**Required task:** Can you set down every line of the items below word for word, without changing anything?

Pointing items
· · · · · · ·

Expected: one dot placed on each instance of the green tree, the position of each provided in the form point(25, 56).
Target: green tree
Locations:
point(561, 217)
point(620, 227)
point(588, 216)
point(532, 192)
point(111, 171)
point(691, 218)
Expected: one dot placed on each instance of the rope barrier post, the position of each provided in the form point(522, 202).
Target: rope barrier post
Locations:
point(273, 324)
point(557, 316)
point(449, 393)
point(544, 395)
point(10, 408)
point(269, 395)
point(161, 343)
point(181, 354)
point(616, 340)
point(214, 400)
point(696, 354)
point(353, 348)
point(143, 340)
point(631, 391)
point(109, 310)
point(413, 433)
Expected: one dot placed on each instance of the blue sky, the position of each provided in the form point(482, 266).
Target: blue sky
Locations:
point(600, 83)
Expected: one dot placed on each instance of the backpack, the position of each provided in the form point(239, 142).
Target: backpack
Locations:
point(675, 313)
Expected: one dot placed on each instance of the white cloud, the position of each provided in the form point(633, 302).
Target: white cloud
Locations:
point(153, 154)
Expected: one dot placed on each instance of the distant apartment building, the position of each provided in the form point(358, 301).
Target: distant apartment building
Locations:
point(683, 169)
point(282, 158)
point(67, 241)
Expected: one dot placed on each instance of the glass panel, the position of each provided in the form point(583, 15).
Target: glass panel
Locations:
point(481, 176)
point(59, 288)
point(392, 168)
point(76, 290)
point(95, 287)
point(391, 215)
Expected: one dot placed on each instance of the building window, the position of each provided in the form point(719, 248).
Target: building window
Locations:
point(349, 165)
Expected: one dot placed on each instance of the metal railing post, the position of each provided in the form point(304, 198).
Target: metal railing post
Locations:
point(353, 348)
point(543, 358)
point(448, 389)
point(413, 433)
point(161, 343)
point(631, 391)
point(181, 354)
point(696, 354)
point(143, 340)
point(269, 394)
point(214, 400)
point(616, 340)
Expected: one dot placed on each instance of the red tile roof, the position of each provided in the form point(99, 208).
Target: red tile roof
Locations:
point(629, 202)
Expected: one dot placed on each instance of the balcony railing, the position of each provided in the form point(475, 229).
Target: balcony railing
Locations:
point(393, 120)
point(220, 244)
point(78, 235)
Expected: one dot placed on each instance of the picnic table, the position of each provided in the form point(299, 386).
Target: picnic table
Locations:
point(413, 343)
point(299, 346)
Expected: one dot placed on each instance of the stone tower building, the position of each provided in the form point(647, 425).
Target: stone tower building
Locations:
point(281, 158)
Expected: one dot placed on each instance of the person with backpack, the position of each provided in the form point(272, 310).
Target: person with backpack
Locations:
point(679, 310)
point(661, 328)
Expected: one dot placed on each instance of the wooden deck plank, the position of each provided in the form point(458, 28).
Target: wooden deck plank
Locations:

· · · · · · ·

**Task result:**
Expected: one dot placed on each instance of the green tree, the position of each provided in the form point(25, 56).
Target: green tree
Locations:
point(561, 217)
point(620, 227)
point(588, 216)
point(532, 192)
point(111, 171)
point(691, 218)
Expected: one dot placed on each instance of the rope barrier post, the position of each provided in the form point(522, 202).
Target: rope barrier post
Locations:
point(273, 324)
point(557, 316)
point(449, 393)
point(544, 395)
point(10, 408)
point(269, 395)
point(161, 343)
point(181, 354)
point(616, 340)
point(214, 400)
point(696, 354)
point(353, 348)
point(143, 340)
point(631, 391)
point(109, 310)
point(413, 433)
Expected: one dot placed on each instance of the blue sky, the position of each provided in the form point(482, 266).
Target: blue sky
Locations:
point(600, 83)
Expected: one dot placed on each instance of the backpack, the position of each provided in the form point(239, 142).
Target: backpack
Locations:
point(675, 313)
Expected: one dot placed on each instance of the white cloud, the position of each provided in the form point(633, 302).
Target: white cloud
Locations:
point(153, 154)
Expected: one dot placed on each instance of the distant apartment building, the position of each provided in the form point(358, 301).
Target: distant apartment building
Locations:
point(683, 169)
point(282, 158)
point(67, 241)
Expected: one dot placed on each instance of the glass panel, the position of each provided in the form point(583, 15).
Target: glass panel
Locations:
point(481, 176)
point(59, 288)
point(392, 168)
point(76, 290)
point(95, 287)
point(391, 215)
Expected: one dot placed on each instance of the building window, the position of each provided in the form point(719, 248).
Target: building window
Locations:
point(349, 165)
Expected: one dot placed on each instance of the metal railing post, the position of each provided in the form point(304, 198).
Target: metal railing post
Locations:
point(353, 348)
point(543, 358)
point(448, 389)
point(413, 433)
point(161, 343)
point(631, 391)
point(181, 354)
point(696, 354)
point(143, 340)
point(269, 394)
point(214, 400)
point(616, 340)
Expected: one dot placed on each instance of the red tile roof, the position of each provided in the form point(99, 208).
Target: red tile roof
Locations:
point(629, 202)
Expected: one dot placed on each instance of the balcony railing, the position of each provided in the form point(475, 229).
Target: balcony railing
Locations:
point(393, 120)
point(220, 244)
point(78, 235)
Expected: one dot placed on each instance of the picnic table, the position of each provided in the form point(299, 386).
Target: picnic table
Locations:
point(413, 343)
point(299, 346)
Expected: one dot placed on each instance of the stone tower building, the position of each provided in the form point(647, 425).
Target: stone tower building
Locations:
point(281, 158)
Expected: one dot placed on each instance of the person with backpack, the position of each provided in the form point(272, 310).
Target: person with backpack
Locations:
point(679, 310)
point(661, 328)
Expected: one dot placed on each instance of the wooden deck plank, the position of each provided in the form point(458, 28).
Target: wooden deck plank
Locations:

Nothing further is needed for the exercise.